== Supplied passage ==
19. From the above discussions, it is, therefore, apparent that the appellant deserted the respondent for a continuous period of more than two years before the presentation of the petition. Therefore, the respondent is entitled to the decree for divorce under Clause (ib) of Section 13 of the Act.

20. As regards the allegations of cruelty and the decree of divorce under Clause (i-a) of Section 13 of Act, it does not require a long discussion as facts and evidence have already been narrated. As already said, there can be no corroborative evidence of what happened between the parties inside the four walls of the house and the matter has to be decided from the circumstances of the case. The marriage took place on 13.12.1996 and a male child was born to the appellant on 19.11.1997. The respondent was living in Sarojini Nagar, Delhi since before the marriage and according to the plaint allegations, he is in service at Delhi from 9.9.1991. The appellant in para 22 of the written statement has alleged that she never went to the house of the respondent in Sarojini Nagar, Delhi. This house was very near to Meerut and would have hardly taken one or two hours to her to reach from Meerut to the house of the respondent. But she never went to the house of the respondent who is her husband. Whether this act of the appellant does not amount to cruelty? The natural answer should be that it is certainly a cruelty as the wife never visited the house of her husband who is living at a distance which may be covered in less than two hours.
===
== Data records ==
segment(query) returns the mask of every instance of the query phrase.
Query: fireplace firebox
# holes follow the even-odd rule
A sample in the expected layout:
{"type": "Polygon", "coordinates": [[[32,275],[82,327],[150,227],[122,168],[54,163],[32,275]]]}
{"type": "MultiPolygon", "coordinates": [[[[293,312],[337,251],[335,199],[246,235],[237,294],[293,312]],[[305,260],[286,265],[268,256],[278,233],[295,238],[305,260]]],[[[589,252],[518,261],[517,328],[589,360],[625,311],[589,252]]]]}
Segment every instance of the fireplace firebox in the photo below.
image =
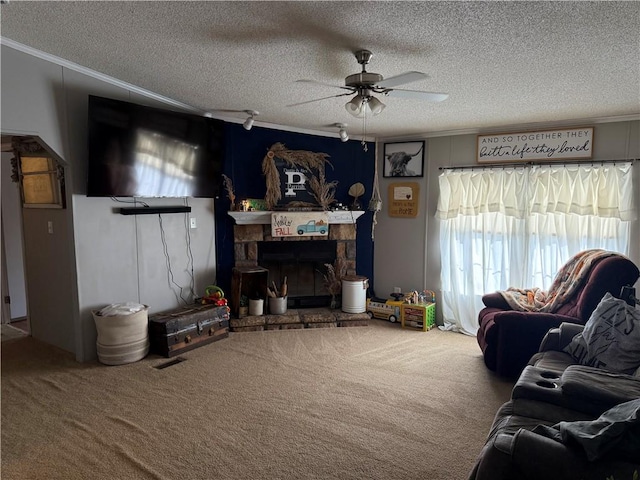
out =
{"type": "Polygon", "coordinates": [[[269,280],[279,285],[287,277],[288,307],[329,305],[324,285],[325,264],[336,260],[335,240],[258,242],[258,265],[269,271],[269,280]]]}

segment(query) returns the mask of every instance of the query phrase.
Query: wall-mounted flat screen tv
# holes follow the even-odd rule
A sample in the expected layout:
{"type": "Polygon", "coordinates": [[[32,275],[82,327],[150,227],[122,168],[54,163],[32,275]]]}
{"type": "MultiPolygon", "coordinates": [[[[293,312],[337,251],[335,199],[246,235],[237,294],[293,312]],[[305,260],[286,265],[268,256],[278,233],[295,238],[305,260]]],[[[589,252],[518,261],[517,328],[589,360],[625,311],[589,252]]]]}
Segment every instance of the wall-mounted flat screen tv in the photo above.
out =
{"type": "Polygon", "coordinates": [[[89,96],[89,197],[218,196],[224,122],[89,96]]]}

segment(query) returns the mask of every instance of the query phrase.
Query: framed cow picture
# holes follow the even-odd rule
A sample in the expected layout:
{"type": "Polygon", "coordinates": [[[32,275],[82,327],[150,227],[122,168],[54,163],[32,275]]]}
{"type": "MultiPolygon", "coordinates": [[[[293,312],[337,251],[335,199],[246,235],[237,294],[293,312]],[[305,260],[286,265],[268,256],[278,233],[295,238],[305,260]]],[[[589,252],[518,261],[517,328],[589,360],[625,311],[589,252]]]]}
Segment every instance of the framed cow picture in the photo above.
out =
{"type": "Polygon", "coordinates": [[[384,144],[385,177],[422,177],[424,141],[384,144]]]}

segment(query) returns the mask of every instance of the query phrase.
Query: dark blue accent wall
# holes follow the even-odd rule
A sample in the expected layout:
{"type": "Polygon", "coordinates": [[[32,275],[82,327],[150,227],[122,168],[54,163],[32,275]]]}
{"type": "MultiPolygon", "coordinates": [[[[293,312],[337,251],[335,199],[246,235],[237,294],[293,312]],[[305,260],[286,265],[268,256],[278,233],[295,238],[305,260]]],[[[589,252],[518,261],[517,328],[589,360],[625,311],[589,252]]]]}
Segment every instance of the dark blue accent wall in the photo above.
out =
{"type": "MultiPolygon", "coordinates": [[[[336,180],[336,200],[350,205],[349,187],[356,182],[365,186],[365,194],[360,197],[363,209],[369,205],[375,165],[375,146],[368,142],[368,151],[363,150],[358,140],[341,142],[339,138],[286,132],[254,126],[250,131],[242,125],[227,123],[226,155],[224,173],[233,181],[238,199],[264,198],[267,191],[262,175],[262,160],[274,143],[282,143],[290,150],[323,152],[329,155],[325,170],[327,181],[336,180]]],[[[233,269],[233,226],[234,221],[227,212],[229,199],[224,190],[215,202],[216,218],[216,258],[218,260],[217,284],[223,290],[230,290],[233,269]]],[[[371,227],[373,213],[365,211],[357,221],[356,272],[365,276],[373,285],[373,242],[371,227]]]]}

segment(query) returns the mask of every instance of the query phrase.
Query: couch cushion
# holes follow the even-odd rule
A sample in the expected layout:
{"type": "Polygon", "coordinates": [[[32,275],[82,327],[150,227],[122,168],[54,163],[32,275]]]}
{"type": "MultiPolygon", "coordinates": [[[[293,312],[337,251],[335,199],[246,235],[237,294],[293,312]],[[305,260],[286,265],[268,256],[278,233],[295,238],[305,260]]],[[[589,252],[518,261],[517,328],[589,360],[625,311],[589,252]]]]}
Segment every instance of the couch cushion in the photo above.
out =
===
* Required work:
(A) Reproduce the court passage on desertion and cruelty from "19. From the" up to and including "of the Act.".
(B) Resume the court passage on desertion and cruelty from the point where it stops.

* Task responses:
(A)
19. From the above discussions, it is, therefore, apparent that the appellant deserted the respondent for a continuous period of more than two years before the presentation of the petition. Therefore, the respondent is entitled to the decree for divorce under Clause (ib) of Section 13 of the Act.

(B)
21. The lodging of the false F.I.R. for offences under Sections 498A, 323, 506, I.P.C. without any reasonable cause and maliciously also amounts to the mental cruelty.

22. It has also been argued by the learned counsel for the appellant that there is no finding of the trial court that act of cruelty of the appellant has not been condoned by the respondent. That this finding is required to be recorded under Section 23(1)(b) of the Act and in its absence, the suit cannot be decreed. The learned counsel has relied on the decision of Dr. N. G. Dastane v. Mr. S. Dastane. AIR 1975 SC 1534. It was observed by the Apex Court :

“Even though condonation is not pleaded as a defence by the respondent it is Court’s duty, in view of the provisions of Section 23(1)(b), to find whether the cruelty was condoned by the appellant. That section casts an obligation on the Court to consider the question of condonation, an obligation which has to be discharged even in undefended cases. The relief prayed for can be decreed only if the Court is satisfied “but not otherwise”, that the petitioner has not in any manner condoned the cruelty. It is, of course, necessary that there should be evidence on the record of the case to show that the appellant had condoned the cruelty.”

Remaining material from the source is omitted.